## [WRITTEN EXERCISE]
Copy everything from the line containing "Q: What region of the above picture does the grassy" down through the end of the entries, swapping "grassy hillside" for "grassy slope" and keeping all else unchanged.

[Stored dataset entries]
++++++++
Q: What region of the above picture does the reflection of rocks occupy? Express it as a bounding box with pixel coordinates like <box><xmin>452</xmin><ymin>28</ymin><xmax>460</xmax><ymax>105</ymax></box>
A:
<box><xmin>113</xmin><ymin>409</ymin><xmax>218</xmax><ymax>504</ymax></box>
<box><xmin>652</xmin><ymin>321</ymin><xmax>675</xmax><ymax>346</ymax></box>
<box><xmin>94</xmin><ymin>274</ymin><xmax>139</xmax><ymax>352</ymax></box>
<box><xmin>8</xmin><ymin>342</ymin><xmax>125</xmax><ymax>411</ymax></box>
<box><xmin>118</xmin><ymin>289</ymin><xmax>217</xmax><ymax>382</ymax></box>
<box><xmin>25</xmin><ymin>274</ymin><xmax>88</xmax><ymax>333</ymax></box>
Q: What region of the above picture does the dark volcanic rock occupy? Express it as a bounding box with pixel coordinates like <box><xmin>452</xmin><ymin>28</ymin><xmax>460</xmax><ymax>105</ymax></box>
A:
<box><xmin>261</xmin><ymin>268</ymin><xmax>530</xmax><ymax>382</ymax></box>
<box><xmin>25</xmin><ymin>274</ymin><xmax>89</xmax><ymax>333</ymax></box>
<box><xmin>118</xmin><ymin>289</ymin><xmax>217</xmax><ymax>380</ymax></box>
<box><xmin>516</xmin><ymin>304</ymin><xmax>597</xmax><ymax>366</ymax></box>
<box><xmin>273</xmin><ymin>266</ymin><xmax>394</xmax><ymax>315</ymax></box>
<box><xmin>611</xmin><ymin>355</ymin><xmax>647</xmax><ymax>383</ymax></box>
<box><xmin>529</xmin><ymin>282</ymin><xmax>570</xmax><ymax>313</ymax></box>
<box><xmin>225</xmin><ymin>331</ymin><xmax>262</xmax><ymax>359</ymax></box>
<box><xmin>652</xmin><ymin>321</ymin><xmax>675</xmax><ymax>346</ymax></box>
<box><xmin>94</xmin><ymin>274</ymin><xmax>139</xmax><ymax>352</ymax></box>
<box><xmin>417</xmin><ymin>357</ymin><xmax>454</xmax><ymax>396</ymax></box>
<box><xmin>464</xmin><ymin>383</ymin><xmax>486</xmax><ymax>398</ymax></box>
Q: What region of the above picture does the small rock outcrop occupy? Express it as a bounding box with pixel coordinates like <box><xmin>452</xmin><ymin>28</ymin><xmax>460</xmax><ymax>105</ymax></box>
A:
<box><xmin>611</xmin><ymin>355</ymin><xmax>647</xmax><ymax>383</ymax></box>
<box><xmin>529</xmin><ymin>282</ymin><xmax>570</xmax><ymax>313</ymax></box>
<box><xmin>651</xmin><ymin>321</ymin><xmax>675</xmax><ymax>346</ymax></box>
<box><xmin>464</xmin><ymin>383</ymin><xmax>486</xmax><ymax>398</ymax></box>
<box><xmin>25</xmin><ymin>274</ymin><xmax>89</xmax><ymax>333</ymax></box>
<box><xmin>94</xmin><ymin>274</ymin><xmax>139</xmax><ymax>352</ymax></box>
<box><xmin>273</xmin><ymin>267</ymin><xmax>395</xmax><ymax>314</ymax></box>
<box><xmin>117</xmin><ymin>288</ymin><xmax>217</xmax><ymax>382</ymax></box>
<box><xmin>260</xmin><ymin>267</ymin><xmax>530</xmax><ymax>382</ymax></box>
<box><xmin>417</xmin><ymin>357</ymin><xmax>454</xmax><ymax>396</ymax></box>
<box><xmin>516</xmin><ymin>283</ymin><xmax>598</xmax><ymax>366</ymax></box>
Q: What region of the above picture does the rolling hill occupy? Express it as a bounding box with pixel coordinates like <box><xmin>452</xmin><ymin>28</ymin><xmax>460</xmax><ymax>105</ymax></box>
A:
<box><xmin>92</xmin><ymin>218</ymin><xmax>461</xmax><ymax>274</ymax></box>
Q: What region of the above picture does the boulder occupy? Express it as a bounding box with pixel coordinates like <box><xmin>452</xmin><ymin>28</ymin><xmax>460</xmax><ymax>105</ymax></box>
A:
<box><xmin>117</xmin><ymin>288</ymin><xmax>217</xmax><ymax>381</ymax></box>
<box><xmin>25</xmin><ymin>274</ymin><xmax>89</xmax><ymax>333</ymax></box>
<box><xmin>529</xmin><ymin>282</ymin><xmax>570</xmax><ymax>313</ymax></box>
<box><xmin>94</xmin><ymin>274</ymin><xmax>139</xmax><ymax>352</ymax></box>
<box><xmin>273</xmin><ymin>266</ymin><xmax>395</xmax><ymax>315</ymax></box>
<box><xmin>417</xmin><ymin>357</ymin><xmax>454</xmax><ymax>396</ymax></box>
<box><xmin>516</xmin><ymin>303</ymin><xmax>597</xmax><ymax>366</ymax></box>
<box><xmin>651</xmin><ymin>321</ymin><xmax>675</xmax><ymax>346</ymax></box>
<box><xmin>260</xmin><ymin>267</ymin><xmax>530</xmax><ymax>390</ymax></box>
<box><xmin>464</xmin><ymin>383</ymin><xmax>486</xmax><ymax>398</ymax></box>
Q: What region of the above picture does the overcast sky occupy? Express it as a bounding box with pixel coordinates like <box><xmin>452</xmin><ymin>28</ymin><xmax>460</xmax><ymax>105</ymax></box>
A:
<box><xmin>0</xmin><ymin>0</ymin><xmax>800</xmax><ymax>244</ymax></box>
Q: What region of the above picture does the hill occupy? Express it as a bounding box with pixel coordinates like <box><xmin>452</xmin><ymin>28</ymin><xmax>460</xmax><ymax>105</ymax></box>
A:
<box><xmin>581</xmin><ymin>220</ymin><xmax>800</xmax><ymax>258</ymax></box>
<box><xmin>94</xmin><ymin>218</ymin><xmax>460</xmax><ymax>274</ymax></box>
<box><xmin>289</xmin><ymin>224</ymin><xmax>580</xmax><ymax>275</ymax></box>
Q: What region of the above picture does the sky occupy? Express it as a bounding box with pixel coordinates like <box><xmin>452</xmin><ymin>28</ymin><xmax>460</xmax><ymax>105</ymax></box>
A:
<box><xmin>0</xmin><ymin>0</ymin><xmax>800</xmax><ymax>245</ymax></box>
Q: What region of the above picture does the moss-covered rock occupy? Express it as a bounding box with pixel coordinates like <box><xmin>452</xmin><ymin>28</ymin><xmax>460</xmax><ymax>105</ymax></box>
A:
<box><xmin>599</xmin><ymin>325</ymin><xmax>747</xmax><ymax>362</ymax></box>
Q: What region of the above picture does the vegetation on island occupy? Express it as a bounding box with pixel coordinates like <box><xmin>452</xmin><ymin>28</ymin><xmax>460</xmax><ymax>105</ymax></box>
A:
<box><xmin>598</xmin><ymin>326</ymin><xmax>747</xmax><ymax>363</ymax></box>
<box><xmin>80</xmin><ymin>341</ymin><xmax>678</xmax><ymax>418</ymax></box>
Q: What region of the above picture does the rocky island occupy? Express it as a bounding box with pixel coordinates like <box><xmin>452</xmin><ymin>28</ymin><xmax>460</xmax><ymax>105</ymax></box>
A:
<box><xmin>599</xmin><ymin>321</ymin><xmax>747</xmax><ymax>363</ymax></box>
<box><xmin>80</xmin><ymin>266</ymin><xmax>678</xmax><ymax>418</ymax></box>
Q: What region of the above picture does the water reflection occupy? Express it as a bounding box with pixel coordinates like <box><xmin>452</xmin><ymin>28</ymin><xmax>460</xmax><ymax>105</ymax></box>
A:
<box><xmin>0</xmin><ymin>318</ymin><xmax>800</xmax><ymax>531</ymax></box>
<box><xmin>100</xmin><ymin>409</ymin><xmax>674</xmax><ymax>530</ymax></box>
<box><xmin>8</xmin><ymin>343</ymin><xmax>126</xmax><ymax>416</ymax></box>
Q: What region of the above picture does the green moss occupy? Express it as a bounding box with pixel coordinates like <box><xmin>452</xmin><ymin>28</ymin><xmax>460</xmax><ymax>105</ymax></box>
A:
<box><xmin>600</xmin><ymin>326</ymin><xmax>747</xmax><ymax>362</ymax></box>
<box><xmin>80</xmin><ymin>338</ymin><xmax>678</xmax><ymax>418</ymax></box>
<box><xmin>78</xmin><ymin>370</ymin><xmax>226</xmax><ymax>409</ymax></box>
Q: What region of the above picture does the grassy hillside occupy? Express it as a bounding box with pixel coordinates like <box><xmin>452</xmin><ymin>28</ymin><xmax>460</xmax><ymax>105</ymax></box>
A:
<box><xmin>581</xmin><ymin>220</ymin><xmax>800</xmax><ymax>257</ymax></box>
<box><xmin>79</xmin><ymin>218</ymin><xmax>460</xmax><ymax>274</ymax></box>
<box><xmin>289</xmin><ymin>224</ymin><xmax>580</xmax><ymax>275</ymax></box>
++++++++
## [EXERCISE RESULT]
Q: What region of the above picture does the grassy slope occupy? Express it as a bounding box with pixel coordinates like <box><xmin>452</xmin><ymin>28</ymin><xmax>460</xmax><ymax>105</ymax></box>
A:
<box><xmin>581</xmin><ymin>220</ymin><xmax>800</xmax><ymax>257</ymax></box>
<box><xmin>79</xmin><ymin>218</ymin><xmax>460</xmax><ymax>274</ymax></box>
<box><xmin>289</xmin><ymin>224</ymin><xmax>580</xmax><ymax>275</ymax></box>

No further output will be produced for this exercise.